Top of RECORD EXCERPTS

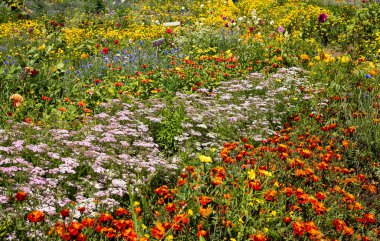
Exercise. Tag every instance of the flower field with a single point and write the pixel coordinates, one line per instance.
(189, 120)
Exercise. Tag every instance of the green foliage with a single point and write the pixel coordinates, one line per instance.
(166, 131)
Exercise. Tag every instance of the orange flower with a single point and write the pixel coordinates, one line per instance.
(105, 217)
(345, 143)
(254, 184)
(75, 228)
(319, 208)
(339, 224)
(369, 218)
(298, 228)
(81, 237)
(179, 221)
(320, 195)
(121, 212)
(348, 231)
(36, 216)
(88, 222)
(257, 237)
(202, 233)
(204, 200)
(287, 220)
(171, 207)
(370, 188)
(205, 211)
(270, 195)
(130, 235)
(16, 100)
(65, 213)
(306, 153)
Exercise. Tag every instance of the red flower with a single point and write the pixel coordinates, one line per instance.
(36, 216)
(21, 196)
(104, 51)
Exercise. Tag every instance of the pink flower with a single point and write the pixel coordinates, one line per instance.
(322, 17)
(104, 51)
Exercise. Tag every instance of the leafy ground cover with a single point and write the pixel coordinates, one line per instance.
(251, 120)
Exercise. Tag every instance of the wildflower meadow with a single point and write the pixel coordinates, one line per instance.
(189, 120)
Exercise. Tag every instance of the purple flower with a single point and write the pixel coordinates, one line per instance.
(322, 17)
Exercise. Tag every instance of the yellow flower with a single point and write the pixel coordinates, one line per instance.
(251, 174)
(205, 159)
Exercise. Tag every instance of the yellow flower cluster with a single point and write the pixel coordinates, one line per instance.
(16, 29)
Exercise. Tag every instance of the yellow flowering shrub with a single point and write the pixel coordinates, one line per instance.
(247, 6)
(15, 29)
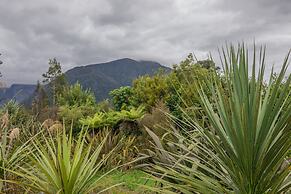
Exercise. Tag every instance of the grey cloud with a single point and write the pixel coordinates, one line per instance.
(84, 31)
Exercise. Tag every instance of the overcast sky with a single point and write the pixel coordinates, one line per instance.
(79, 32)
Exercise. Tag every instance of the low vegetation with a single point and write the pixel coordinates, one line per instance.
(196, 129)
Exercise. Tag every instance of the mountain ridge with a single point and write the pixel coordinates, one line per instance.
(101, 78)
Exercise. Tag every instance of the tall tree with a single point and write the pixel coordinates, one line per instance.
(40, 99)
(55, 78)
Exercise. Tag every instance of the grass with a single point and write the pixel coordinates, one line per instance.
(131, 179)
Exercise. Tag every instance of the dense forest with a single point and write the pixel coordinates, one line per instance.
(204, 127)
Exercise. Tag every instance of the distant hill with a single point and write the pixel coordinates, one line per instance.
(100, 78)
(103, 77)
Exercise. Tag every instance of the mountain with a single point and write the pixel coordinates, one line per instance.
(103, 77)
(100, 78)
(18, 92)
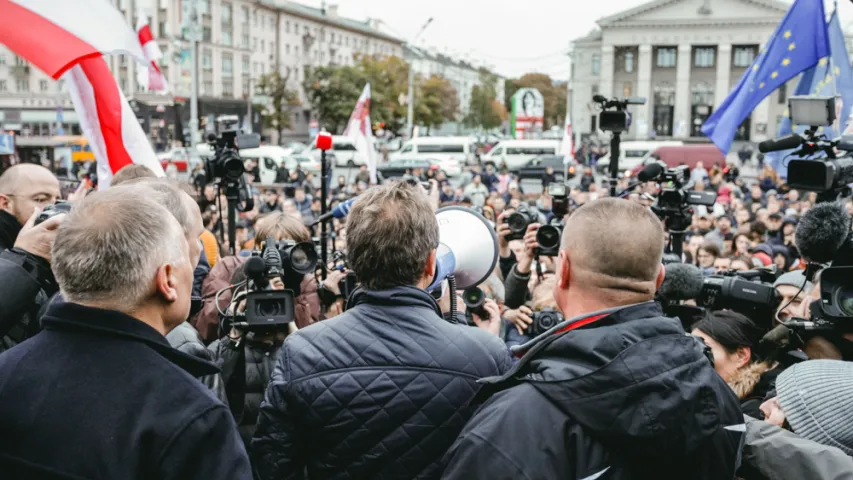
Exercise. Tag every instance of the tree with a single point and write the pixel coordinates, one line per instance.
(282, 99)
(553, 95)
(436, 101)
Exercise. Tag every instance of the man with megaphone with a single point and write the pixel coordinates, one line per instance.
(383, 389)
(617, 390)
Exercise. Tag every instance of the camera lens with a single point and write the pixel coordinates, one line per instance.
(517, 222)
(268, 308)
(548, 237)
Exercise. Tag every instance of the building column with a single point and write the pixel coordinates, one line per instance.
(642, 116)
(681, 123)
(606, 71)
(724, 73)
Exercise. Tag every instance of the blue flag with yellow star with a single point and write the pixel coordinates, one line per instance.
(831, 76)
(798, 43)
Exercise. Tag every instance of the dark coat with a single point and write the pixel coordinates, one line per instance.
(628, 395)
(99, 394)
(378, 392)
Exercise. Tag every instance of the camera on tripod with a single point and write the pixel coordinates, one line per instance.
(749, 292)
(284, 259)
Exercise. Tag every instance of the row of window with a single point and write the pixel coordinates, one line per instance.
(667, 57)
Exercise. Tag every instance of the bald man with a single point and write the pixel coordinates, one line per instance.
(26, 280)
(618, 391)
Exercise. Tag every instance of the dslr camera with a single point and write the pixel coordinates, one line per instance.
(284, 259)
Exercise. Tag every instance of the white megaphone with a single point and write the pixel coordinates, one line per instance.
(467, 249)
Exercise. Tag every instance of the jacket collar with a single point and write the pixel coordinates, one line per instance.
(9, 229)
(109, 323)
(402, 296)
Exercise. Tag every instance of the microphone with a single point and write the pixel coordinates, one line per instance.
(648, 173)
(785, 143)
(822, 231)
(341, 210)
(681, 282)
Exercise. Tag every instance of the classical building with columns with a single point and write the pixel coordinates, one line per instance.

Bottom of RECORD EXCERPTS

> _PROBLEM DETAILS_
Without the pictures, restate each entry exactly.

> _ANSWER TO THE PROBLEM_
Exercise. Tag every instance of the flower field with a single point and write the pixel coordinates, one line per instance.
(189, 120)
Exercise. Tag every instance of the green foliage with a single point and write the pixel coordinates, one line per instance.
(166, 131)
Exercise. Tag every instance of the orange flower with a single point and write the pixel coordinates, one line per instance.
(105, 217)
(345, 143)
(254, 184)
(75, 228)
(319, 208)
(339, 224)
(369, 218)
(298, 228)
(81, 237)
(179, 221)
(320, 195)
(121, 212)
(348, 231)
(36, 216)
(88, 222)
(257, 237)
(202, 233)
(204, 200)
(287, 220)
(171, 207)
(370, 188)
(205, 211)
(270, 195)
(130, 235)
(16, 100)
(65, 213)
(306, 153)
Exercise. Tag every instance of the red flower with a single point and write the pixel coordinates, one line per instance.
(36, 216)
(21, 196)
(104, 51)
Exercise. Tag every instance of the pink flower with a single point and write the pixel coordinates, one line per instance.
(322, 17)
(104, 51)
Exercise. Tag every instance of the leafy ground cover with a single point and write the pixel coordinates, one line per instance.
(251, 120)
Exercise. Tag every instance of the wildflower meadow with a single point and write the pixel coordinates, one line per instance.
(189, 120)
Exercise. Tag every instance of the purple flower with a single point and write the pixel coordinates, one line per instance.
(322, 17)
Exercise. Tag every instance of the yellow flower with a single point and write the pixel coordinates, one line per instance.
(251, 174)
(205, 159)
Exercise. Tag every instance of the yellow flower cluster with a single point and write the pixel coordinates, one line per instance.
(16, 29)
Exercise. Tag every instance of the yellow flowering shrub with a single point and write the pixel coordinates, one line per instance.
(247, 6)
(15, 29)
Exercise. Tag every instance of the grey cloud with a single point and write the pixel coordinates, one line per instance.
(84, 31)
Exercise. Tag every instance of the overcast sky with a single point and write the pixel coordinates, one line per instance.
(79, 32)
Exercise. Tag every instance of the low vegetation with a single point and write the pixel coordinates, one line per instance.
(196, 129)
Exercise. Tag every instance of the mountain ridge with a single point and write the pixel coordinates, one line per instance.
(101, 78)
Exercise. Tag every instance of the tall tree with a single point and write the pixel coordinates, one line per instance.
(40, 99)
(55, 78)
Exercise. Tag every instance of the grass with a single point and write the pixel coordinates, one line per instance.
(131, 179)
Exercise. Tag every instance of the dense forest with a single point and write the pixel coordinates, one line per instance.
(204, 127)
Exercise. Tag every instance of the distant hill with a single point and write the pixel coordinates, one line per instance.
(100, 78)
(103, 77)
Exercise. Tag every instance of the mountain with a single point and write the pixel coordinates, one line per instance.
(103, 77)
(100, 78)
(18, 92)
Exercise. Tag every instance of the tree with a single point and write the pixel coordinates, one line per instance.
(282, 99)
(553, 95)
(436, 101)
Exercise. Tag every instance of the man with megaphone with a single point and write the pixel coordinates, one line per instance.
(383, 389)
(617, 390)
Exercise. Tag every instance of the camera lens with a single point and write the pixel coordinates, one line per instance.
(517, 222)
(268, 308)
(548, 237)
Exercise. Tag every instance of the building column with a single point and write the pixel coordinates, one line per instance.
(642, 116)
(681, 123)
(606, 71)
(724, 73)
Exercise. Tag every instance of the blue flag with yellow star with a single point and write the pixel coordinates, one line per instance.
(831, 76)
(798, 43)
Exercise. Tag every instance of the dark coat with a single point and write the pixel coordinates, one line per instance.
(628, 395)
(99, 394)
(378, 392)
Exercise. Tag every instance of the camera on tripod with a single point and write the pixel coordinates, one line per instance.
(749, 292)
(284, 259)
Exercise. Tag every instance of the row of window with a single point and write the pixel coordinates, one line per instance.
(667, 57)
Exercise. Tag every instance of the bald man with a single point and write the pixel coordinates, one line per instance.
(26, 280)
(618, 391)
Exercise. Tag every instance of the dslr camera with a single point and write the pixel coordinates, one line per instance.
(284, 259)
Exercise. Tag every instance of the white megaphone with a single point and write the pixel coordinates, one line per instance.
(467, 249)
Exercise. Tag every instance of the jacket collar with a single point and write the pixel coordinates, one line per instance.
(9, 229)
(109, 323)
(402, 296)
Exercise. Tag every instance of the microphone with a single point and write the pixel coordinates, one line per instance.
(648, 173)
(785, 143)
(822, 231)
(341, 210)
(681, 282)
Exercise. Tag every instance of the classical building with columns with a single point and write the pixel coordinates, one line per instance.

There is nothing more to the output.